- _Written request_
Put the whole listing below into a two-column CSV with the headers "input_text" and "target". Each row should hold one line of text from the listing and the boxes that follow it, each in a single quoted field with line breaks replaced by spaces, and the pictures should be left out.

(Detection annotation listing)

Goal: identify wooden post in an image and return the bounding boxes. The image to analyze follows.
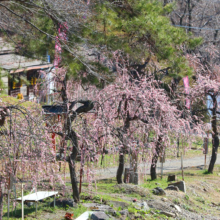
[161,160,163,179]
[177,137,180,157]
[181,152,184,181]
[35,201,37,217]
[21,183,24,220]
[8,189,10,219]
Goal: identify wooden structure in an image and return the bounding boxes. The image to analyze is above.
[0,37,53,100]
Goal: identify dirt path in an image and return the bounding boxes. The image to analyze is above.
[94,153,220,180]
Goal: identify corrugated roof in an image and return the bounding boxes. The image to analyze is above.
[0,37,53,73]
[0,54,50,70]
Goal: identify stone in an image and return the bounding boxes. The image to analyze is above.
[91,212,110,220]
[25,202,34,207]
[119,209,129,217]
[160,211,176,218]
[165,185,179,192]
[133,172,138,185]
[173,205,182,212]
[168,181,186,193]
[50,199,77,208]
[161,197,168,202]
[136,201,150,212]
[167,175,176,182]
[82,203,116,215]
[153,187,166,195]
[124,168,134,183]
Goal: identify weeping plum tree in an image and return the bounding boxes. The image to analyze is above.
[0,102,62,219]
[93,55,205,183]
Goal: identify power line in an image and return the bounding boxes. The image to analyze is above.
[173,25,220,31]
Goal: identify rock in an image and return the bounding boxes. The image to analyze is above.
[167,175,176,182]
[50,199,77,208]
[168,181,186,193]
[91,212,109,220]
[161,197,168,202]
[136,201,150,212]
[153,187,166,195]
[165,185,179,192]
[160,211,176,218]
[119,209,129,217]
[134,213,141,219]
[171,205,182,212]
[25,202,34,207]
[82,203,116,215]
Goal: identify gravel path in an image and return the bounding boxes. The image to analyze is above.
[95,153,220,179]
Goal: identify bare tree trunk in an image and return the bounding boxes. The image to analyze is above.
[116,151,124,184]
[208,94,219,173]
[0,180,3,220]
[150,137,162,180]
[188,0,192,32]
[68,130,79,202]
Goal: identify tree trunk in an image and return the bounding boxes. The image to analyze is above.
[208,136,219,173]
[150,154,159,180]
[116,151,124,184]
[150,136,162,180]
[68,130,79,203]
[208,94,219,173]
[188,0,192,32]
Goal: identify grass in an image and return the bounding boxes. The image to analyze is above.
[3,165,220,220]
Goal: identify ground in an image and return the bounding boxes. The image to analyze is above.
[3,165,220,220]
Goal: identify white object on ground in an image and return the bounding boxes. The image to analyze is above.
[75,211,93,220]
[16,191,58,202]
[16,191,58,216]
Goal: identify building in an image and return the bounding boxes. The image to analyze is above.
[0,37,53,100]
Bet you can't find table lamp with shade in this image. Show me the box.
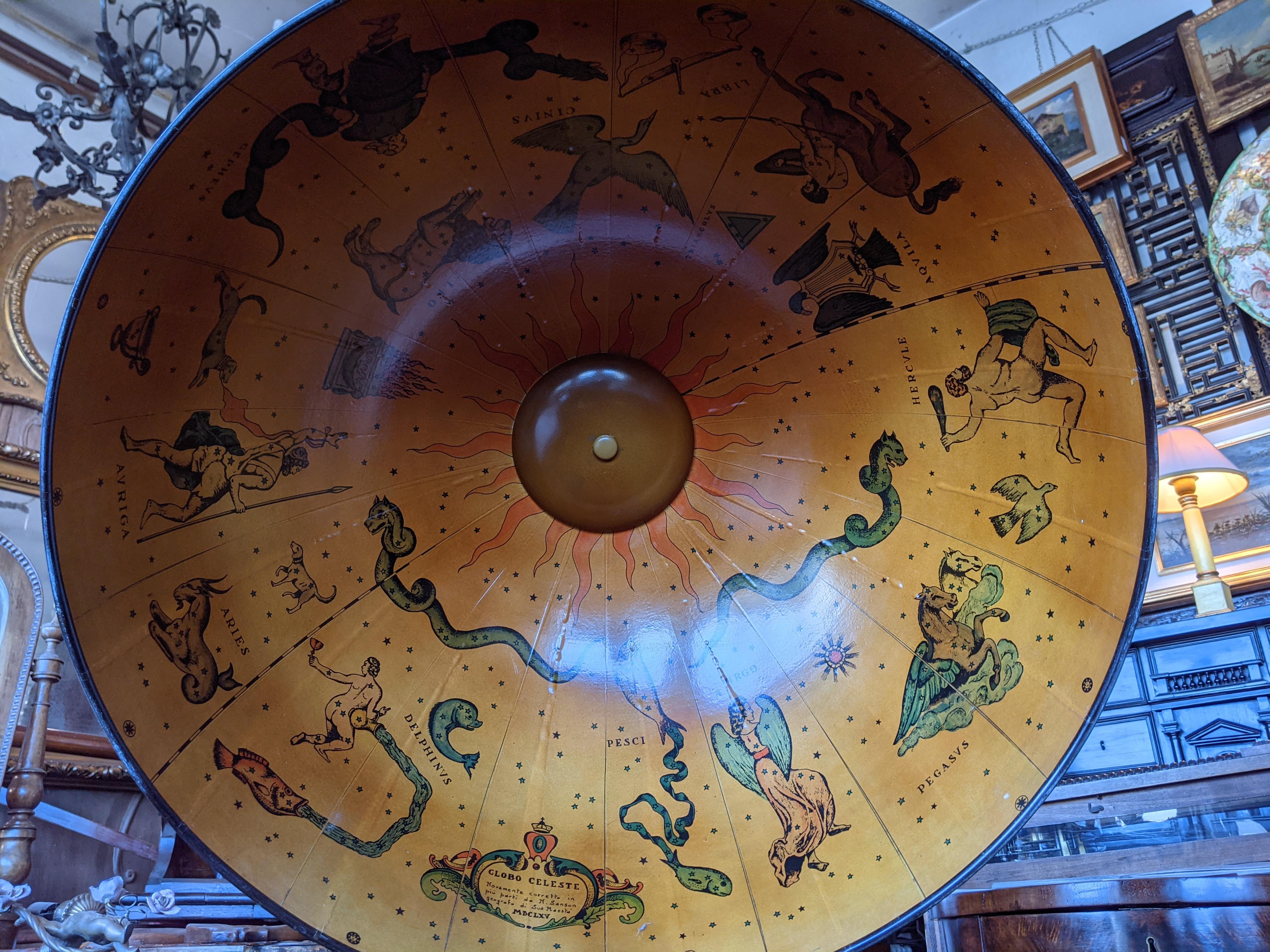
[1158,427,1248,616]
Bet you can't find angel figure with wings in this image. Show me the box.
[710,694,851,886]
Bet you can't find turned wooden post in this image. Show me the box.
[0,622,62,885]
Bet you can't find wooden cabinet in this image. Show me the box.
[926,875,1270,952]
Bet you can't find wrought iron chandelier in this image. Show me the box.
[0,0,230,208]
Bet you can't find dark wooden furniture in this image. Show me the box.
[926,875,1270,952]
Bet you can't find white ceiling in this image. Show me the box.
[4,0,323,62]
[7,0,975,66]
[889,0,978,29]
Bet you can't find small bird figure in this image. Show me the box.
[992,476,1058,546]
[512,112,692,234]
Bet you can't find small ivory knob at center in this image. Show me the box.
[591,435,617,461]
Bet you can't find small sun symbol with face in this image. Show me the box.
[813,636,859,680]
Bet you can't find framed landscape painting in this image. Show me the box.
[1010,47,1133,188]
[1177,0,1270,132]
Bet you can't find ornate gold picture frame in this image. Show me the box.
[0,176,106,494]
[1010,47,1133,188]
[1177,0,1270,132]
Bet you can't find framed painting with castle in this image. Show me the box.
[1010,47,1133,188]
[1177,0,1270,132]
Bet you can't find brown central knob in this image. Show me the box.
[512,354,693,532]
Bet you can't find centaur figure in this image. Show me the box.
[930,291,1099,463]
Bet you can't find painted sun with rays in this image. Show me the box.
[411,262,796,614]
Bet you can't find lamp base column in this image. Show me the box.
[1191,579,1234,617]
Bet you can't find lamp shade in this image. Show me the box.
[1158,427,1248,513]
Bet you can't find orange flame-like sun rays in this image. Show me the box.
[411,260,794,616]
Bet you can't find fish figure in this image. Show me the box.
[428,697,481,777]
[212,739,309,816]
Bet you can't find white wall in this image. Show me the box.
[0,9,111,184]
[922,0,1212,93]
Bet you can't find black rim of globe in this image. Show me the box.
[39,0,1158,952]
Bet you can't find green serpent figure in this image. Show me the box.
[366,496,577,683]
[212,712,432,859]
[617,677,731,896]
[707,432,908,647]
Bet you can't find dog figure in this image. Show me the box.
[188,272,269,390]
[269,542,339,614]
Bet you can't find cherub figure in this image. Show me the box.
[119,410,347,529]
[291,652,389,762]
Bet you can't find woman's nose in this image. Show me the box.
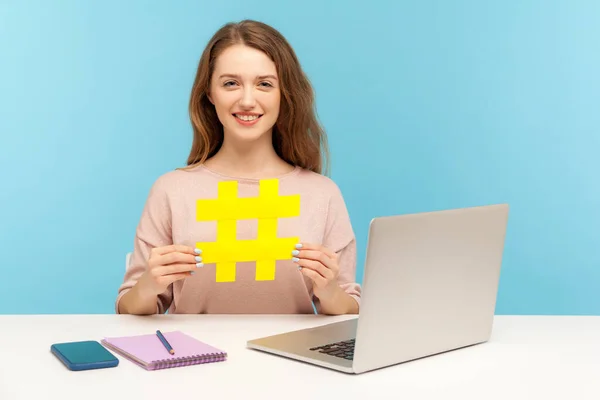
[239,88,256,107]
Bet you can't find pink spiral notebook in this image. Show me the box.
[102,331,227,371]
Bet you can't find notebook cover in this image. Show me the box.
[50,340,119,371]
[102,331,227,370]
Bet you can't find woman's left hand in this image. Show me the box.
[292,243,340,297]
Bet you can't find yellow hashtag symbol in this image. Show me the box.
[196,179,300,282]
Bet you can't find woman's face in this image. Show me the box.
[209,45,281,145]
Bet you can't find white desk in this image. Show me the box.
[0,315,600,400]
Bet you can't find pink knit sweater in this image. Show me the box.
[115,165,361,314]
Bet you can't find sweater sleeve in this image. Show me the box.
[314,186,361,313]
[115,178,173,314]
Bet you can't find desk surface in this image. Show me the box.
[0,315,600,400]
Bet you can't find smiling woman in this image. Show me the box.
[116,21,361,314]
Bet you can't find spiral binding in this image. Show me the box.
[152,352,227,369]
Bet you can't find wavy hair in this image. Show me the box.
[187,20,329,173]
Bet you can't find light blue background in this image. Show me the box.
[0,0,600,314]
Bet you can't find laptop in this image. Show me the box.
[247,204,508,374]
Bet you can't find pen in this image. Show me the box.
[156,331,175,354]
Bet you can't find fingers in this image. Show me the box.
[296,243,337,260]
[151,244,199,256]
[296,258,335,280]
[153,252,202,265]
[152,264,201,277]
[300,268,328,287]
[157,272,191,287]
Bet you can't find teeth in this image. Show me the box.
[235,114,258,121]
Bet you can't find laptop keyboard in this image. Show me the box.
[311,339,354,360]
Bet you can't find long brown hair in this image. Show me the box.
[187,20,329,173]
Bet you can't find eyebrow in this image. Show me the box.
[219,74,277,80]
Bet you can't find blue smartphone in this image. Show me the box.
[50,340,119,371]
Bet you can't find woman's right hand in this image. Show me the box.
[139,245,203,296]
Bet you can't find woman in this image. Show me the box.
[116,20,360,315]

- _Expected output_
input_text,target
"Goal: identify wooden post in an image and return the bounding boxes. The image to analyze follows.","[161,160,163,179] [177,137,180,157] [181,152,184,181] [35,201,37,217] [21,183,24,220] [8,189,10,219]"
"Goal: identify wooden structure in an image and return the bounding boxes. The image to analyze is above.","[0,37,53,100]"
"Goal: identify dirt path in an image and return the bounding boxes. The image to analyze is above.","[94,153,220,180]"
"Goal: identify corrugated roof in an image and return the bounding boxes. The image to analyze is above.","[0,37,53,73] [0,54,50,70]"
"Goal: identify stone in an image and return the bounding boxes. The image to analyze is above.","[91,212,110,220] [25,202,34,207] [119,209,129,217] [160,211,176,218] [165,185,179,192] [133,172,138,185] [173,205,182,212] [168,181,186,193] [50,199,77,208] [161,197,168,202] [136,201,150,212] [167,175,176,182] [82,203,116,215] [153,187,166,195] [124,168,134,183]"
"Goal: identify weeping plum tree in an image and return the bounding boxes. The image to analyze is above.","[0,102,62,219] [93,55,205,183]"
"Goal: identify power line in an image and return the bounding boxes. The image to analyze is above.","[173,25,220,31]"
"Goal: identify rock in an image and return the bounding boxes. The image to analyze is above.","[167,175,176,182] [50,199,77,208] [168,181,186,193] [91,212,109,220] [161,197,168,202] [136,201,150,212] [153,187,166,195] [165,185,179,192] [160,211,176,218] [119,209,129,217] [134,213,141,219] [171,205,182,212] [25,202,34,207] [82,203,116,215]"
"Goal: identify gravel path in an image and return the bounding boxes. The image to analyze is above.","[95,153,220,179]"
"Goal: identify bare tree trunk in an image and return the bounding boxes. The image to analyze is above.","[116,151,124,184] [208,94,219,173] [0,180,3,220] [150,137,162,180] [188,0,192,32] [68,130,79,202]"
"Goal: identify tree trunk in an image and return the bounding boxes. The image to analyze is above.","[208,136,219,173] [150,154,159,180] [116,151,124,184] [150,136,162,180] [68,130,79,203] [208,94,219,173] [188,0,192,32]"
"Goal: identify grass in an image and return the bounding boxes. The image to analyze is above.","[3,165,220,220]"
"Goal: identify ground in an image and return the bounding boxes. The image to analyze is above.","[3,165,220,220]"
"Goal: identify white object on ground in an image and return the bounding boxes. The image to analyze is above.","[75,211,93,220] [16,191,58,202] [16,191,58,216]"
"Goal: identify building in an image and return the bounding boxes. The image to analyze is above.","[0,37,53,100]"
"Bet you can't find table lamp with shade in this image. Show me the box.","[1158,427,1248,616]"
"Bet you can't find angel figure with wings in this image. Show me the box.","[710,694,851,886]"
"Bet you can't find turned wooden post in this image. Show me the box.","[0,622,62,885]"
"Bet you can't find wooden cabinet in this image. Show me the box.","[926,875,1270,952]"
"Bet you can't find wrought iron chandelier in this image. Show me the box.","[0,0,230,208]"
"Bet you can't find dark wooden furniture in this image. Show me the box.","[926,875,1270,952]"
"Bet you can't find white ceiling in this image. Show me the box.","[4,0,323,62] [7,0,975,66] [889,0,978,29]"
"Bet you can't find small bird figure in this image. Show me the box.","[992,476,1058,546] [512,112,692,234]"
"Bet you can't find small ivory knob at center in this image. Show me the box.","[591,435,617,461]"
"Bet you can't find small sun symbol with face in this image. Show me the box.","[813,636,859,680]"
"Bet you can't find framed landscape painting in this image. Show me the box.","[1010,47,1133,188] [1177,0,1270,132]"
"Bet you can't find ornate gold picture frame in this image. Show me the box.","[0,176,106,494] [1010,47,1133,188] [1177,0,1270,132]"
"Bet you can't find framed painting with castle in this image. Show me the box.","[1010,47,1133,188] [1177,0,1270,132]"
"Bet you can't find brown central knob in this image. Show me the box.","[512,354,693,532]"
"Bet you can't find centaur figure in this image. Show me the box.","[930,291,1099,463]"
"Bet you can't find painted sun with rays in this image. Show me the box.","[411,262,796,614]"
"Bet you can't find lamp base column in this image. Show me the box.","[1191,579,1234,617]"
"Bet you can't find lamp shade in this image. Show me the box.","[1158,427,1248,513]"
"Bet you can't find orange flame-like sun rays in this image. Show me the box.","[411,260,794,616]"
"Bet you can't find fish figure in this image. Show me the box.","[428,697,481,777] [212,739,309,816]"
"Bet you can't find white wall in this image. Show me the box.","[0,9,111,184] [922,0,1212,93]"
"Bet you can't find black rim of globe in this image. Show me the box.","[39,0,1158,952]"
"Bet you can't find green serpent figure in this image. Show me the box.","[366,496,577,683] [212,712,432,859] [617,677,731,896] [707,432,908,647]"
"Bet you can't find dog figure in this image. Show me the box.","[188,272,269,390] [269,542,339,614]"
"Bet you can't find cherub figure in this image. Show me the box.","[119,410,347,529] [291,652,389,762]"
"Bet you can't find woman's nose in this image. Show me the box.","[239,88,256,107]"
"Bet you can't find pink spiral notebook in this image. Show me the box.","[102,331,227,371]"
"Bet you can't find notebook cover in this image. Show me the box.","[50,340,119,371] [102,331,227,370]"
"Bet you can't find woman's left hand in this image. Show me the box.","[292,243,340,297]"
"Bet you can't find yellow hashtag symbol in this image. Show me the box.","[196,179,300,282]"
"Bet you can't find woman's face in this image. Show me the box.","[209,45,281,145]"
"Bet you can't find white desk in this image. Show me the box.","[0,315,600,400]"
"Bet you can't find pink knit sweater in this image. Show me the box.","[115,165,361,314]"
"Bet you can't find sweater sleeve in this image. Show me the box.","[314,186,361,313] [115,178,173,314]"
"Bet you can't find desk surface in this image. Show me the box.","[0,315,600,400]"
"Bet you can't find smiling woman in this image. Show me the box.","[116,21,361,314]"
"Bet you can't find spiral binding in this image. Show me the box.","[152,352,227,369]"
"Bet you can't find wavy hair in this image. Show me the box.","[187,20,329,173]"
"Bet you can't find light blue background in this image. Show me the box.","[0,0,600,314]"
"Bet you can't find laptop in this image. Show me the box.","[247,204,508,374]"
"Bet you can't find pen in this image. Show me the box.","[156,331,175,354]"
"Bet you can't find fingers in this image. Show me the box.","[296,243,337,260] [151,244,199,256] [296,258,335,280] [153,252,202,265] [152,264,201,277] [300,268,328,287] [157,272,191,287]"
"Bet you can't find teeth in this image. Show me the box.","[235,114,258,121]"
"Bet you can't find laptop keyboard in this image. Show me the box.","[311,339,354,360]"
"Bet you can't find long brown hair in this image. Show me the box.","[187,20,329,173]"
"Bet you can't find eyebrow in this image. Show me the box.","[219,74,277,80]"
"Bet you can't find blue smartphone in this image. Show me the box.","[50,340,119,371]"
"Bet you can't find woman's right hand in this image. Show me the box.","[139,245,203,296]"
"Bet you can't find woman in this image. Show me the box.","[116,20,360,315]"